* begin *
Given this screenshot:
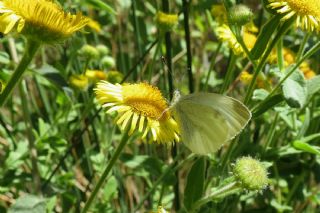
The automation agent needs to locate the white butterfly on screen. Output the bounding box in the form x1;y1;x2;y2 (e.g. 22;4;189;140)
170;92;251;154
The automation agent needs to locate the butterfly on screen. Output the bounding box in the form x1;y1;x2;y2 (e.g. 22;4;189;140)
170;92;251;155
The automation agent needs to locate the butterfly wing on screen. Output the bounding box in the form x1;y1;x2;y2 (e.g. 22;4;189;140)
173;101;229;154
173;93;251;154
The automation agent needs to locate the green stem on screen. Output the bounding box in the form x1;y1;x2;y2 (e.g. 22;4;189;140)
148;33;163;83
191;181;241;212
182;0;194;93
0;40;40;107
82;129;129;213
251;41;320;112
204;42;222;92
244;19;294;105
220;51;237;94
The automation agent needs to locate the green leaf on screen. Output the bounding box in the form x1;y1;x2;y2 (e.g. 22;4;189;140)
307;75;320;98
184;157;205;210
251;16;281;59
84;0;116;14
8;195;47;213
292;141;320;156
282;67;308;108
252;89;269;101
252;95;283;118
* end *
Problem details:
Scale the listing above by writing out every line again, requests included, with each bounding-box coordinate in the answers multiplied by 2.45 and rounded to a whole number, halves up. Keep the numbers in the requests and their format sample unchanged, and leave the picture out.

Full answer:
Given this screenshot:
The automation agent needs to locate the white butterfly on screen. Output the bounding box in the form x1;y1;x2;y2 (e.g. 22;4;189;140)
417;225;615;377
The automation agent needs to locate the butterfly on screen. Output the bounding box in the form x1;y1;x2;y2 (e.g. 22;4;189;140)
417;225;615;380
The automation agent needs to locate the butterfly wing on screen. Output the bounding box in the form x1;y1;x2;y2 (e.g. 22;4;189;140)
424;247;561;377
424;228;615;377
The automation agent needs to locate the green stem on screen. Output the bounding box in the form x1;y1;x2;y2 (e.g. 22;4;189;140)
363;81;399;203
468;443;590;519
446;0;475;228
0;98;98;262
201;316;316;522
615;100;784;274
500;103;544;225
598;47;720;257
539;125;581;230
The automation agent needs to locate the green leaf on screen. Output the bounding box in the form x1;y1;x2;y2 (e.g. 22;4;189;140)
752;184;784;240
451;385;502;515
615;39;688;145
206;0;284;34
20;478;115;522
715;345;784;382
691;164;755;265
617;218;659;247
617;233;693;289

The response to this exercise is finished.